* Stored rows *
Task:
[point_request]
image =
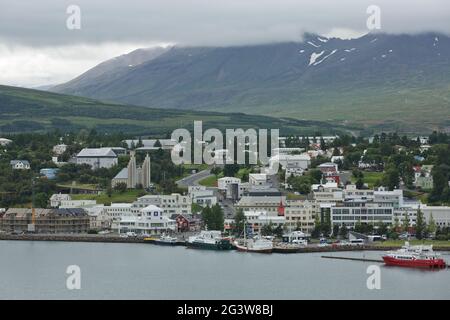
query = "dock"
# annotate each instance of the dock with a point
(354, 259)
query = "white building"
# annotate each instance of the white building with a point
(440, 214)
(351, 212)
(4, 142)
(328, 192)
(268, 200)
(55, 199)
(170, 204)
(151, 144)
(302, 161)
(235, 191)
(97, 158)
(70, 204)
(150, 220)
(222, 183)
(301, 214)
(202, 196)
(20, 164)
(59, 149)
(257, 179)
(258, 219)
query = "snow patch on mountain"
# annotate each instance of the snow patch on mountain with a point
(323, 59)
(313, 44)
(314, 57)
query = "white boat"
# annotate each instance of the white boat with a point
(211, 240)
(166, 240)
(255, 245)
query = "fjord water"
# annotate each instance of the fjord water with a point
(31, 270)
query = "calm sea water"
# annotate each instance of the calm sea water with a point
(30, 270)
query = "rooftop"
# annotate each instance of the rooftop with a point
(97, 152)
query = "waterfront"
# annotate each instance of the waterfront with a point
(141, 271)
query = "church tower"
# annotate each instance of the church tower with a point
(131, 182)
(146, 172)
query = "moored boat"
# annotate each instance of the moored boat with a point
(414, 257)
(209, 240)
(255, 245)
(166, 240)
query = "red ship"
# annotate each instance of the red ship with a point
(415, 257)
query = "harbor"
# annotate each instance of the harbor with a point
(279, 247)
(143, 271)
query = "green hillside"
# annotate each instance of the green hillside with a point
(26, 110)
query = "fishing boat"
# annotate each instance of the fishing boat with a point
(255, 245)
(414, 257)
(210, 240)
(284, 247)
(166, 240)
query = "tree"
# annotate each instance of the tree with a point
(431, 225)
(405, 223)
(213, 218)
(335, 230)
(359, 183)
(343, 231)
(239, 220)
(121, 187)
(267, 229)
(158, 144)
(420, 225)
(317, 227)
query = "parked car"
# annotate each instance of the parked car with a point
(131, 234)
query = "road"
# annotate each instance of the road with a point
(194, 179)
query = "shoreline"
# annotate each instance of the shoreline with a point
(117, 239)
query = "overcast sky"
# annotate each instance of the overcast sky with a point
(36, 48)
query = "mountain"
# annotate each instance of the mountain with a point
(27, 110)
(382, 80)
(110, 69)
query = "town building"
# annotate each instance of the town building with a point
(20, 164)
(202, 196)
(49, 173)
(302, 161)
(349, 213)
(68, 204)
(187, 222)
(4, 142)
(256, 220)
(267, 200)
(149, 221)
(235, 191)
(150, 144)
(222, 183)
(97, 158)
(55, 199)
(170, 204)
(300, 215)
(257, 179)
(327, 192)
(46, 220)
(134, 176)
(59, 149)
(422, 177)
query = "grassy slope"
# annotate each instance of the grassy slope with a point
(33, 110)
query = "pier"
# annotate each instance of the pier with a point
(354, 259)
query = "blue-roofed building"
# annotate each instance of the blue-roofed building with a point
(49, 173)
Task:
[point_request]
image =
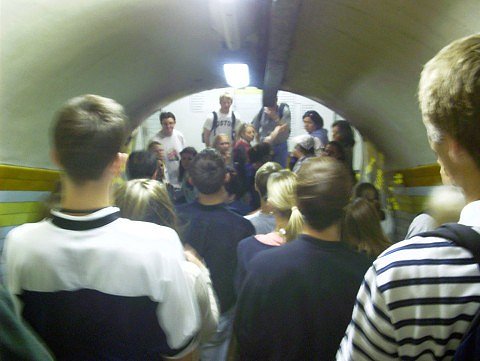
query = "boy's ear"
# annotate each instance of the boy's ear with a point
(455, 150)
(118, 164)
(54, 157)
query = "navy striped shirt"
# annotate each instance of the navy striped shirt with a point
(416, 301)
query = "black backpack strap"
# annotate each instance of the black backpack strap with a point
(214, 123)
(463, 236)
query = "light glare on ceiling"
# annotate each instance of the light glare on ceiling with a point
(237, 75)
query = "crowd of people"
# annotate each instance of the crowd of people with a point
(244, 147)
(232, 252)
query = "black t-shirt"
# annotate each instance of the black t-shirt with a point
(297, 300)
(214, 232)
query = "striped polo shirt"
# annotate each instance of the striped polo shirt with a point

* What is asked *
Repeat each entry exactly. Pictures do not belong in the copy.

* Complete output *
Task:
[point_request]
image =
query = "dock"
# annotate each instance of the dock with a point
(354, 259)
query = "white building"
# annotate each instance of the white building with a point
(440, 214)
(351, 212)
(4, 142)
(328, 192)
(268, 200)
(55, 199)
(170, 204)
(151, 144)
(302, 161)
(235, 191)
(97, 158)
(70, 204)
(150, 220)
(222, 183)
(301, 214)
(202, 196)
(20, 164)
(59, 149)
(257, 179)
(258, 219)
query = "snow patch on mountain"
# annotate each instance of the snow patch on mountain with a point
(323, 59)
(313, 44)
(314, 57)
query = "white boat"
# annotate each instance of the white boat with a point
(211, 240)
(166, 240)
(255, 245)
query = "fjord water"
# annotate each instance of the fjord water with a point
(31, 270)
query = "calm sea water"
# annotate each instance of the calm sea water with a point
(30, 270)
query = "rooftop"
# annotate each instance of the rooftop with a point
(97, 152)
query = "waterfront"
# annotate each instance of the waterfront with a point
(141, 271)
query = "church tower"
# annotate each instance of the church tower with a point
(131, 182)
(146, 172)
query = "moored boat"
# annotate each instance of the moored boat with a point
(414, 257)
(209, 240)
(255, 245)
(166, 240)
query = "red ship"
# annotate each instance of the red ship with a point
(415, 257)
query = "harbor"
# annotate each instance of the harbor with a point
(279, 247)
(143, 271)
query = "green hillside"
# annotate each instance of the green hillside with a point
(26, 110)
query = "fishing boat"
# annotate each instance of the fishing boat with a point
(255, 245)
(414, 257)
(210, 240)
(284, 247)
(166, 240)
query = "tree"
# annotate each instance of the tree with a point
(431, 225)
(405, 223)
(213, 218)
(335, 230)
(359, 183)
(343, 231)
(239, 220)
(121, 187)
(267, 229)
(158, 144)
(420, 225)
(317, 227)
query = "parked car"
# annotate each instance of the parked car with a point
(131, 234)
query = "road"
# annotate each instance of the road with a point
(194, 179)
query = "shoreline"
# annotate each instance of the shoreline with a point
(117, 239)
query = "overcast sky"
# annotate each instance of the overcast sky with a point
(36, 48)
query = "mountain"
# annotate each instance of the mountain with a point
(27, 110)
(382, 80)
(110, 69)
query = "town building"
# annotate each instance of the town building with a point
(20, 164)
(202, 196)
(49, 173)
(302, 161)
(349, 213)
(68, 204)
(187, 222)
(4, 142)
(256, 220)
(267, 200)
(149, 221)
(235, 191)
(150, 144)
(222, 183)
(97, 158)
(55, 199)
(170, 204)
(300, 215)
(257, 179)
(327, 192)
(46, 220)
(134, 176)
(59, 149)
(422, 177)
query = "grassy slope"
# annotate each instance of the grassy slope with a point
(33, 110)
query = "pier"
# annotate each instance of the pier with a point
(354, 259)
query = "blue-roofed building"
# annotate each instance of the blue-roofed building with a point
(49, 173)
Task:
[point_request]
image =
query = "boy's ear"
# annotate each instance of the boy's ear with a point
(455, 150)
(118, 164)
(54, 157)
query = "navy striped shirt"
# annotate each instance of the navy striped shirt with a point
(416, 301)
query = "black backpack strap"
# annotate each instance of the black backpack strap with a point
(214, 123)
(463, 236)
query = "light glare on ceiling"
# annotate each instance of the light glare on ceiling with a point
(237, 75)
query = "crowd of people"
# annotate each instance of the crowd of people with a point
(244, 147)
(232, 252)
query = "black t-shirt"
# annotate each instance of the black t-shirt with a point
(297, 300)
(214, 232)
query = "striped polo shirt"
# annotate each instance of the striped polo shirt with a point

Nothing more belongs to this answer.